== Instrução ==
Segundo o texto sobre o filme Rambo: Last Blood, quantos anos passaram desde o episódio 4?

== Secção do documento ==
Título original – Rambo: Last Blood
John Rambo regressa.
Naquela que pode ser a sua última missão.
Mas também a mas delicada – é em casa.
John Rambo regressou a casa (como se viu no final de “Rambo”).
A sua vida parece estar, finalmente, em paz e no conforto do seu lar e de uma família que ele acarinha como sua.
Mas tudo desmorona quando uma organização de tráfico de mulheres ataca uma familiar sua.
O veterano green beret vai transformar a sua casa num verdadeiro inferno para o inimigo.
No final de “Rambo” (2008), Rambo regressa a casa.
É um belo final, que tanto poderia ser final de círculo narrativo (tal permite que a saga termine como começa – Rambo num comeback home).
Mas também se podia ver como uma porta aberta para um “Rambo 5”, que mostraria Rambo de volta ao seu país e a casa. Desta forma, e rematando assim com “First Blood” (1982, o começo da saga, já aqui visto), poderia-se “usar” Rambo como um observador sobre um novo “estado das coisas” nos USA (o primeiro filme serviu para se ver como o país tratava, ainda, os veteranos do conflito militar no Vietname, mostrando um país que ainda não tinha sarado tamanha ferida).
11 anos passaram desde o episódio 4.
Ficamos a saber que Rambo ainda tem traumas, é voluntário para ajudar as autoridades de Protecção Civil em calamidades e no resgate de pessoas, cuida de cavalos no seu Arizona ranch, tem uma governanta que é quase uma mamã, a neta da senhora é quase uma filha para Johnny.

== Registos guardados ==
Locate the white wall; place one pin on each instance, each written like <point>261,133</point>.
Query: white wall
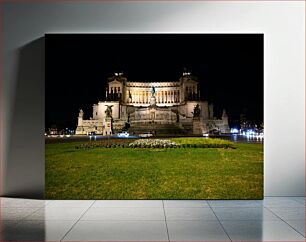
<point>282,23</point>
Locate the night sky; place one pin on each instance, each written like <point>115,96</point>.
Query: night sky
<point>229,68</point>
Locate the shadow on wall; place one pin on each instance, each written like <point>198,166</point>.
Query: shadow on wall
<point>24,168</point>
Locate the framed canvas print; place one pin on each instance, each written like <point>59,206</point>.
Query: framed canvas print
<point>154,116</point>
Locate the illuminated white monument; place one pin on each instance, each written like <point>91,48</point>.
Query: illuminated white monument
<point>152,105</point>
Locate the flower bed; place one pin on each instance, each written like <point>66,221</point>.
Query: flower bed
<point>153,143</point>
<point>158,143</point>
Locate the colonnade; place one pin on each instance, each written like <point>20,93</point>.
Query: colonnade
<point>166,96</point>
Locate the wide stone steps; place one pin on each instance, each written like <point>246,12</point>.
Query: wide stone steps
<point>158,129</point>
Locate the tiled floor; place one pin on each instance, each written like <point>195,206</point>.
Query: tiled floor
<point>273,219</point>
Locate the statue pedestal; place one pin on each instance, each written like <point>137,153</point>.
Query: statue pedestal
<point>196,126</point>
<point>153,101</point>
<point>108,127</point>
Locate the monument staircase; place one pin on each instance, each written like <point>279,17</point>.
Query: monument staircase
<point>159,129</point>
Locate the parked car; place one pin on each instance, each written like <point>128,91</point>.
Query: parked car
<point>123,134</point>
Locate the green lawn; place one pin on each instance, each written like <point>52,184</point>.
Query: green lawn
<point>144,173</point>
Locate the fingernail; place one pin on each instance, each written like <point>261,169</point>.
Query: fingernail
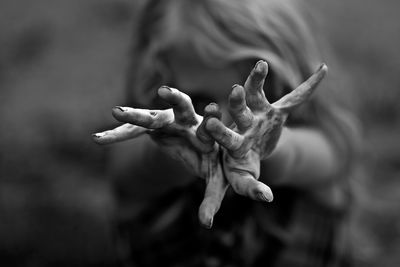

== Exercício resolvido ==
Passaram 11 anos desde o episódio 4.